## To be done
Extract every line of the listing below that contains the word "handle", treating uppercase and lowercase letters as distinct.

## Stored data

----------

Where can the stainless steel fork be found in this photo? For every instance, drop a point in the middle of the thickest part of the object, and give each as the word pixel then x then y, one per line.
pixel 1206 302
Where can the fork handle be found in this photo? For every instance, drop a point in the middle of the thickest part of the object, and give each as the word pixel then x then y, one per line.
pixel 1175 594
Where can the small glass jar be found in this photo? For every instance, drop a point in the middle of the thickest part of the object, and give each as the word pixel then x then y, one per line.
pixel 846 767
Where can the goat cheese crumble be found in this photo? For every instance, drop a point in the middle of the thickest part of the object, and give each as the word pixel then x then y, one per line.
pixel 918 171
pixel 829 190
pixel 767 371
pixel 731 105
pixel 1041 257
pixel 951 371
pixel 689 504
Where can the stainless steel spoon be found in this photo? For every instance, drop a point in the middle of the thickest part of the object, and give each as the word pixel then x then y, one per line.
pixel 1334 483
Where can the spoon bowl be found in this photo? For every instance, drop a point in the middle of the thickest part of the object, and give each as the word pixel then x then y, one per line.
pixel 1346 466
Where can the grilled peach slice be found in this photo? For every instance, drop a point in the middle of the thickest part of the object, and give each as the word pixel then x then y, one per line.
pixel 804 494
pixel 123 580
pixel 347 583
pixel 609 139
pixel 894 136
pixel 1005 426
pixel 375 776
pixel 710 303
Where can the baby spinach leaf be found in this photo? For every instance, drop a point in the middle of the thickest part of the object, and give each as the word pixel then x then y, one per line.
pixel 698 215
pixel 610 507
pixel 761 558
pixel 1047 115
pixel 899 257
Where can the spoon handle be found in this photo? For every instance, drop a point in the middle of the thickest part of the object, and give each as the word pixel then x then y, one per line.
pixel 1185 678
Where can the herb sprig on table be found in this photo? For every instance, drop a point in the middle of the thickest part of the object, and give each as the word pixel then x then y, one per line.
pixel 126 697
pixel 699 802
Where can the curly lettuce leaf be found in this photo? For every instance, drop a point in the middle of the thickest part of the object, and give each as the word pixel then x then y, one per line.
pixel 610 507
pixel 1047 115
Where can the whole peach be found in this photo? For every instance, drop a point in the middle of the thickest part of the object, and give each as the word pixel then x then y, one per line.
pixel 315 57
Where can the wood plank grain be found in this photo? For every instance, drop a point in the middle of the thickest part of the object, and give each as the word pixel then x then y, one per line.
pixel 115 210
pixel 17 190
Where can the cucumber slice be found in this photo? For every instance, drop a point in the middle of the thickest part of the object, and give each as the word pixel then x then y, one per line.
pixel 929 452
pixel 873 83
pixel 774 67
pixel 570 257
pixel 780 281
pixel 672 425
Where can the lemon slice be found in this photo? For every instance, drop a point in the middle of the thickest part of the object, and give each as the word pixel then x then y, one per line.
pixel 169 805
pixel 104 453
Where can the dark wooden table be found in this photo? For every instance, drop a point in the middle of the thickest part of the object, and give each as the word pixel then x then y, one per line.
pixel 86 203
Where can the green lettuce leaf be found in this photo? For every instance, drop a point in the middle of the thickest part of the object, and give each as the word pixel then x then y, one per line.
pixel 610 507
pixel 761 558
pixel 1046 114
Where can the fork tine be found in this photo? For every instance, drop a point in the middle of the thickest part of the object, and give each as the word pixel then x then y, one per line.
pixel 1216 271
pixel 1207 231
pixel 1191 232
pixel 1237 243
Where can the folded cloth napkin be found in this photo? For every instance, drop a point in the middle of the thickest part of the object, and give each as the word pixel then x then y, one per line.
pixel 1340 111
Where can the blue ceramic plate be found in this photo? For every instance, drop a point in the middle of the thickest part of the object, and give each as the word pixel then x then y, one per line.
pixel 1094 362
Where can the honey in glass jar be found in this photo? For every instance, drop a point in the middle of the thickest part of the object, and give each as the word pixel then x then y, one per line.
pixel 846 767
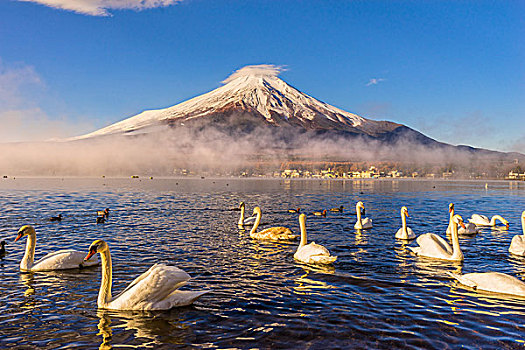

----------

## The result
Where can the fork handle be found in this photo? For every instance, drop a point in the middle of the thickest part of the object, and give each as the word pixel then x then y, one per line.
Where can the spoon handle be found in this photo? For every instance, drop a point in the middle of the thickest part of the object, and give each as the word pixel then x then y, one per line.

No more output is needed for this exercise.